→ Document text
--- START ---
Environmental ethicist J. Baird Callicott has argued that welfare-based ethics are mistaken to treat pain as bad. Pain, he says, plays an important functional role for the organism, and hence for the larger ecosystem -- it shows it what not to do. As he puts it in Earth's Insights (praising the Hua-Yen Buddhist idea that everything is what it is because of everything else, and hence nothing that exists is bad):

In nature, pain and death are facts of life at the heart of evolutionary and ecological processes. ... pain is necessary to the survival of an animal organism, however, unwelcome as it may be. A genetically anesthetized animal would have as lethal a birth defect as one born blind or deprived of some other vital sensory function. ... Attempts to extend standard Western ethics to nonhuman natural entities and nature as a whole have proved counterproductive from an ecological point of view... Standard Western approaches to ethics, extended simpliciter to nature, would require us to divide our fellow creatures into good guys and bad guys and condemn the very soul of ecological processes -- trophic relationships -- as inherently evil, since ecological processes inherently involve pain and death.
--- END ---
→ Information shown
--- START ---
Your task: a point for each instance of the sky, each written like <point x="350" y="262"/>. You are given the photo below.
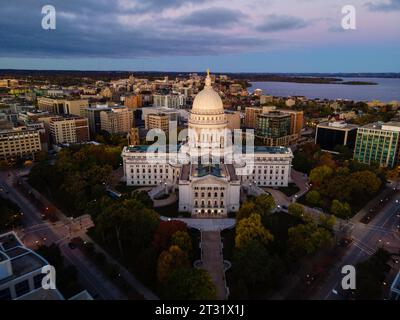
<point x="193" y="35"/>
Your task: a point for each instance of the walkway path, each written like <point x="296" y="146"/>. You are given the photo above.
<point x="88" y="265"/>
<point x="205" y="224"/>
<point x="212" y="260"/>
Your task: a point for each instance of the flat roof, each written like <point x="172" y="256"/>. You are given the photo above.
<point x="381" y="125"/>
<point x="272" y="150"/>
<point x="337" y="125"/>
<point x="143" y="148"/>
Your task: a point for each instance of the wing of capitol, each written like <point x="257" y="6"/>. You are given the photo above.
<point x="210" y="169"/>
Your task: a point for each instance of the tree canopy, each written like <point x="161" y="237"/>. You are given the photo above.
<point x="189" y="284"/>
<point x="251" y="228"/>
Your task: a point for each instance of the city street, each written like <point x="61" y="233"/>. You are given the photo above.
<point x="382" y="231"/>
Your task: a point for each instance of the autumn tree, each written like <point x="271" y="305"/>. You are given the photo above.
<point x="296" y="210"/>
<point x="164" y="232"/>
<point x="313" y="197"/>
<point x="262" y="205"/>
<point x="340" y="209"/>
<point x="308" y="238"/>
<point x="128" y="224"/>
<point x="255" y="271"/>
<point x="183" y="241"/>
<point x="319" y="174"/>
<point x="251" y="228"/>
<point x="327" y="221"/>
<point x="189" y="284"/>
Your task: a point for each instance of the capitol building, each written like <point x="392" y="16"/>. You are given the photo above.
<point x="209" y="170"/>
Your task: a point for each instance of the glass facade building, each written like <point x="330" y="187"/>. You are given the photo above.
<point x="378" y="143"/>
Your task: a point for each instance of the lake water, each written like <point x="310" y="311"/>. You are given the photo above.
<point x="386" y="90"/>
--- END ---
→ What you will do
1/ Quote the passage on Callicott's view of pain word for word, starting at "In nature, pain" and ending at "pain and death.".
2/ Extend the passage on Callicott's view of pain, picking up after its final sentence.

→ Responses
1/
In nature, pain and death are facts of life at the heart of evolutionary and ecological processes. ... pain is necessary to the survival of an animal organism, however, unwelcome as it may be. A genetically anesthetized animal would have as lethal a birth defect as one born blind or deprived of some other vital sensory function. ... Attempts to extend standard Western ethics to nonhuman natural entities and nature as a whole have proved counterproductive from an ecological point of view... Standard Western approaches to ethics, extended simpliciter to nature, would require us to divide our fellow creatures into good guys and bad guys and condemn the very soul of ecological processes -- trophic relationships -- as inherently evil, since ecological processes inherently involve pain and death.

2/
But Callicott's argument isn't really about pain, it's about the capacity for pain. Pain would not achieve the function he attributes to it unless the organism considered the pain to be a bad thing and strove to avoid it. Doing something damaging, feeling pain, and then avoiding that activity is still worse than not doing the activity in the first place, so the hedonist aim of reducing pain remains intact.

Indeed, the fact of ecological interdependence means that properly applied, Western hedonist ethics do not lead to the conclusions Callicott attributes to them. The hedonist can recognize the fact that ecological processes require some pain, and accept that pain as necessary for achieving the greater good (indeed, hedonism's propensity to accept such tradeoffs is exactly what deontologists condemn it for). Ecology could only be condemned as "inherently evil" if there was an alternative that would achieve all the good of our present ecological system with less pain. Were such an alternative available (and I don't imagine it is or will be in the forseeable future), and setting aside the problem of getting there from here, it's hard to imagine what -- aside from a conservative-Nietzschean celebration of the nobility and grandeur of (other entities') suffering (a la Holmes Rolston III, IIRC) -- would justify retaining the present ecology.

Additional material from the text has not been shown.